#### [Extracted records]

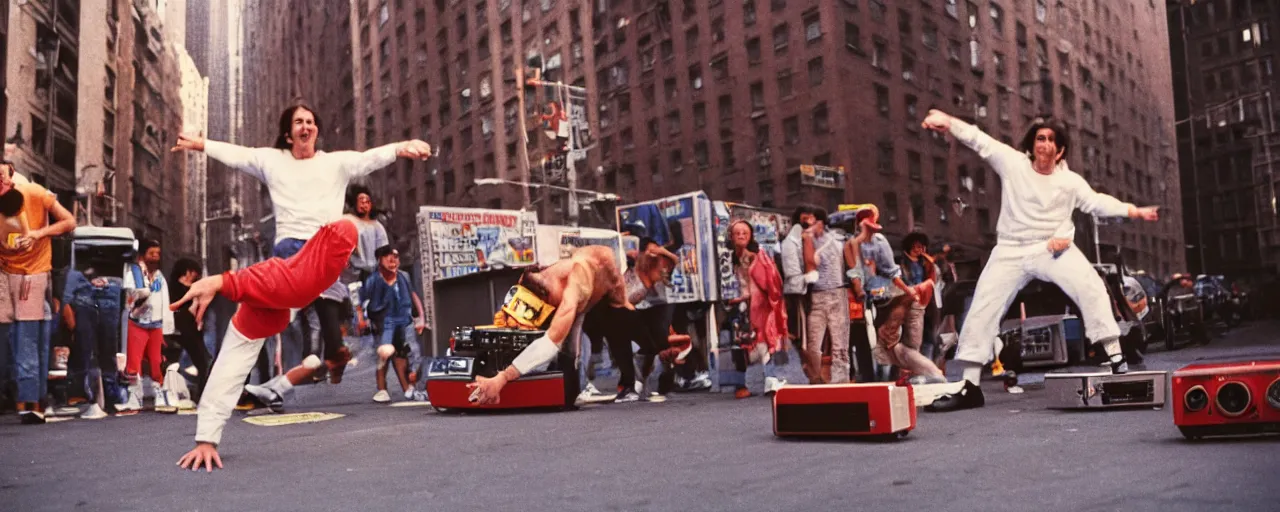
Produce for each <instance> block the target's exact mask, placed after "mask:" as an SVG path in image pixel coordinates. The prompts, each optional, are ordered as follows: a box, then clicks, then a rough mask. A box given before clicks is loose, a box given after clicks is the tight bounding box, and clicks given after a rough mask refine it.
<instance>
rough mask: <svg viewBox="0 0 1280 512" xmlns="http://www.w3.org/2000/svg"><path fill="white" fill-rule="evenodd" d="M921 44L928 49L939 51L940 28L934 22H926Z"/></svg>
mask: <svg viewBox="0 0 1280 512" xmlns="http://www.w3.org/2000/svg"><path fill="white" fill-rule="evenodd" d="M920 42H923V44H924V46H927V47H931V49H934V50H937V49H938V26H937V24H934V23H933V22H932V20H928V19H925V20H924V28H923V29H922V31H920Z"/></svg>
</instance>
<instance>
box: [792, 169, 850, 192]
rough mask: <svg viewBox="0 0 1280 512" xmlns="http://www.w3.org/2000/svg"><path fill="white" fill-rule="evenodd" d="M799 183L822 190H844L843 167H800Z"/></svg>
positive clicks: (843, 174)
mask: <svg viewBox="0 0 1280 512" xmlns="http://www.w3.org/2000/svg"><path fill="white" fill-rule="evenodd" d="M800 183H801V184H808V186H813V187H822V188H841V189H842V188H845V166H844V165H841V166H836V168H833V166H828V165H801V166H800Z"/></svg>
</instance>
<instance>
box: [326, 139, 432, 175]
mask: <svg viewBox="0 0 1280 512" xmlns="http://www.w3.org/2000/svg"><path fill="white" fill-rule="evenodd" d="M334 155H338V156H339V157H340V159H342V170H343V173H344V174H347V175H348V177H351V178H360V177H362V175H369V174H370V173H372V172H375V170H378V169H381V168H385V166H388V165H392V164H393V163H394V161H396V159H397V157H399V159H413V160H426V159H429V157H431V145H429V143H426V142H422V141H419V140H412V141H404V142H396V143H389V145H385V146H379V147H375V148H372V150H369V151H337V152H334Z"/></svg>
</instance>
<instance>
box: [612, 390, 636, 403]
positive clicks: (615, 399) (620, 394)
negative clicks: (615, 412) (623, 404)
mask: <svg viewBox="0 0 1280 512" xmlns="http://www.w3.org/2000/svg"><path fill="white" fill-rule="evenodd" d="M637 401H640V393H636V390H635V389H623V390H622V392H620V393H618V397H617V398H614V399H613V403H628V402H637Z"/></svg>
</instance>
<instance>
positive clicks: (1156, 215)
mask: <svg viewBox="0 0 1280 512" xmlns="http://www.w3.org/2000/svg"><path fill="white" fill-rule="evenodd" d="M1129 218H1130V219H1142V220H1146V221H1148V223H1153V221H1156V220H1160V206H1130V207H1129Z"/></svg>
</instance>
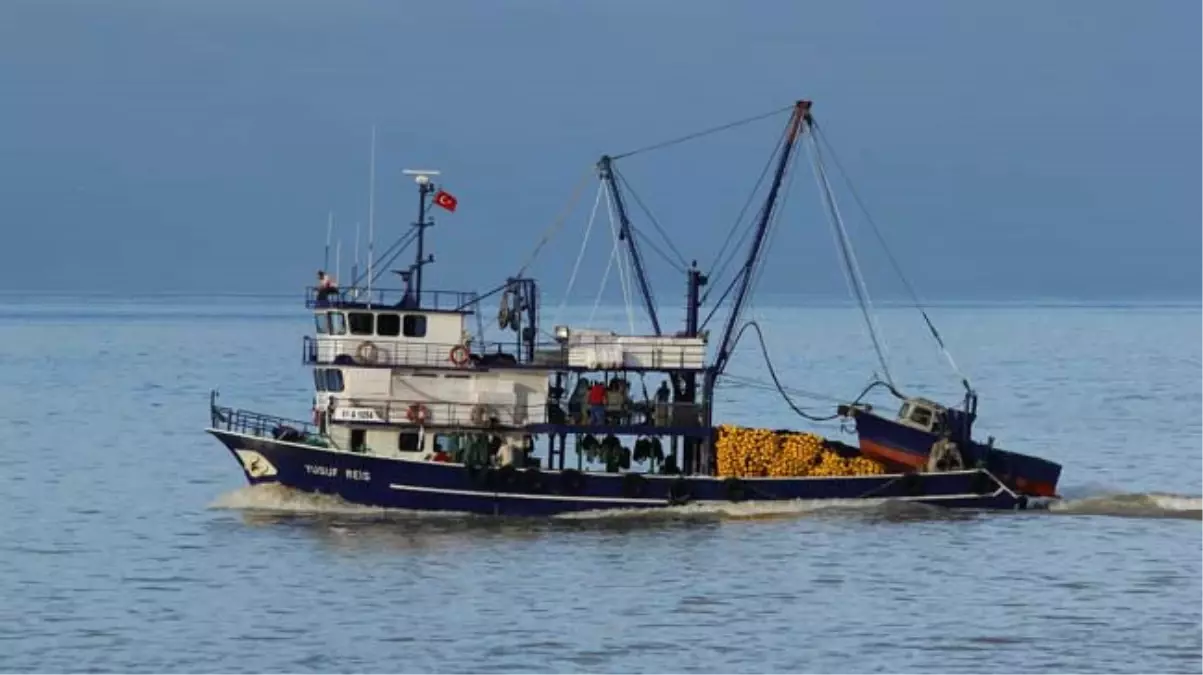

#### [Required work]
Any picture among the entries must be skipped; copy all else exactly.

#### [Exercise output]
Produce for each <instance> block the target's exact mask, placed after "mask:" as an SVG path in image pixel coordinates. The prompts, each optional, are ordered as follows: a box, then clicks, then a rough mask. A box given before clicks is loose, a box given after clicks is the tight bounding box, and clicks given after a rough mask refine it.
<instance>
rough mask: <svg viewBox="0 0 1280 512" xmlns="http://www.w3.org/2000/svg"><path fill="white" fill-rule="evenodd" d="M921 44L928 49L939 51L940 28L934 22H926Z"/></svg>
mask: <svg viewBox="0 0 1280 512" xmlns="http://www.w3.org/2000/svg"><path fill="white" fill-rule="evenodd" d="M920 42H923V44H924V46H927V47H931V49H934V50H937V49H938V26H937V24H934V23H933V22H932V20H928V19H925V20H924V28H923V29H922V31H920Z"/></svg>
</instance>
<instance>
box: [792, 169, 850, 192]
rough mask: <svg viewBox="0 0 1280 512" xmlns="http://www.w3.org/2000/svg"><path fill="white" fill-rule="evenodd" d="M799 183L822 190H844L843 167H800Z"/></svg>
positive clicks: (843, 174)
mask: <svg viewBox="0 0 1280 512" xmlns="http://www.w3.org/2000/svg"><path fill="white" fill-rule="evenodd" d="M800 183H801V184H808V186H813V187H822V188H841V189H842V188H845V166H844V165H841V166H836V168H833V166H828V165H801V166H800Z"/></svg>
</instance>
<instance>
box: [326, 139, 432, 175]
mask: <svg viewBox="0 0 1280 512" xmlns="http://www.w3.org/2000/svg"><path fill="white" fill-rule="evenodd" d="M334 155H338V156H339V157H340V159H342V170H343V173H344V174H347V175H348V177H351V178H360V177H362V175H369V174H370V173H372V172H375V170H378V169H381V168H385V166H388V165H392V164H393V163H394V161H396V159H397V157H399V159H413V160H426V159H429V157H431V145H429V143H426V142H422V141H419V140H412V141H404V142H396V143H389V145H385V146H379V147H375V148H372V150H369V151H337V152H334Z"/></svg>
</instance>
<instance>
box: [612, 390, 636, 403]
positive clicks: (615, 399) (620, 394)
negative clicks: (615, 412) (623, 404)
mask: <svg viewBox="0 0 1280 512" xmlns="http://www.w3.org/2000/svg"><path fill="white" fill-rule="evenodd" d="M637 401H640V393H636V390H635V389H623V390H622V392H620V393H618V397H617V398H614V399H613V403H628V402H637Z"/></svg>
</instance>
<instance>
positive clicks: (1156, 215)
mask: <svg viewBox="0 0 1280 512" xmlns="http://www.w3.org/2000/svg"><path fill="white" fill-rule="evenodd" d="M1129 218H1130V219H1142V220H1146V221H1148V223H1153V221H1156V220H1160V206H1130V207H1129Z"/></svg>
</instance>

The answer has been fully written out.